Document passage:
━━━━━━━━

The research by Nagombe, and six other scientists from China’s Institute of Atmospheric Physics, typically shows uncertainties over the way the Earth’s system could work in the future – they are simulations of possible futures, after all — particularly as regards precipitation.
It indicates that changes in rainfall might be small under a 1.5°C situation, consistent with previous studies that used different models.
“Regardless of the insignificant seasonal mean precipitation change projection, projected excessive warming alone might increase the probability of drought occurrences in a warmer world, similar to that of 1991 /1992,” the authors say.
But it is El Nino, that periodic weather phenomenon that tends to influence rainfall and temperatures in southern Africa heavily, that will have the greatest undesirable effect.
The study finds that “hot events much stronger than” that of 25 years ago, “are more likely to occur under El Niño conditions in warmer climate scenarios.” It is a sharp reminder.
The El Nino-induced drought of two years ago cut maize harvests to a fraction of national requirements, as four million people went hungry and temperatures set new records.
The new study uses multiple approaches to examine the effects of a 1.5°C or 2°C warmer world on Africa, including a review of different observational data sets and model simulations.
It is incredible that the computer models are at all in line with end-of-century predictions, given the margins of error that accompany similar constructs.
The authors themselves are keen not to be misconstrued.
We asked Nagombe, the Meteorological Services Department scientist, what the results of his study would mean to a grandmother growing maize in rural Chimanimani or Muzarabani.
“The benefits of the paper to a communal farmer are not direct but the overall benefits of the Paris Agreement itself are direct,” he said.
“If the world continues with a business as usual approach, the negative impacts (droughts, heatwaves, floods, dryspells etc) of climate change will be massive. Some coastal regions and small island countries might cease to exist, while other regions will become inhabitable.”
Nagombe said, “Now that there is some form of evidence of the benefit of limiting global warming to 1.5°C, governments can now be strongly motivated to contribute to the reduction of greenhouse gas emissions through the Nationally Determined Contributions.”

━━━━━━━━

Provided data:
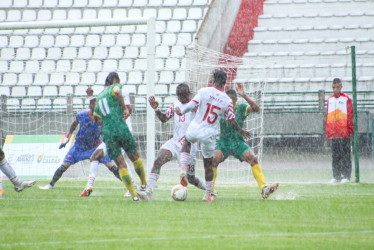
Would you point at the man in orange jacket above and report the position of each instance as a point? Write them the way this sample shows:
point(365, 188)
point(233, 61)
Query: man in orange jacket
point(339, 128)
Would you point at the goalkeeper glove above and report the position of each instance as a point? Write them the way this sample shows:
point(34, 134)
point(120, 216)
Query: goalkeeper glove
point(63, 144)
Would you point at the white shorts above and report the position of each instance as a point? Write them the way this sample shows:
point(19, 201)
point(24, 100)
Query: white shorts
point(207, 145)
point(175, 148)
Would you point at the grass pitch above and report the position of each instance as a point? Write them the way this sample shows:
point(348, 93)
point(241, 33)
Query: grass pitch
point(309, 216)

━━━━━━━━

Challenge 1:
Rewrite the climate study passage beginning at the words "It is incredible" and stopping after "Chimanimani or Muzarabani.", changing "grandmother" to "grandfather".
Challenge 2:
According to the climate study passage, how many people went hungry during the El Nino-induced drought of two years ago?
The entries have no connection to the climate study passage.

Full solution 1:
It is incredible that the computer models are at all in line with end-of-century predictions, given the margins of error that accompany similar constructs.
The authors themselves are keen not to be misconstrued.
We asked Nagombe, the Meteorological Services Department scientist, what the results of his study would mean to a grandfather growing maize in rural Chimanimani or Muzarabani.

Full solution 2:
Four million people went hungry.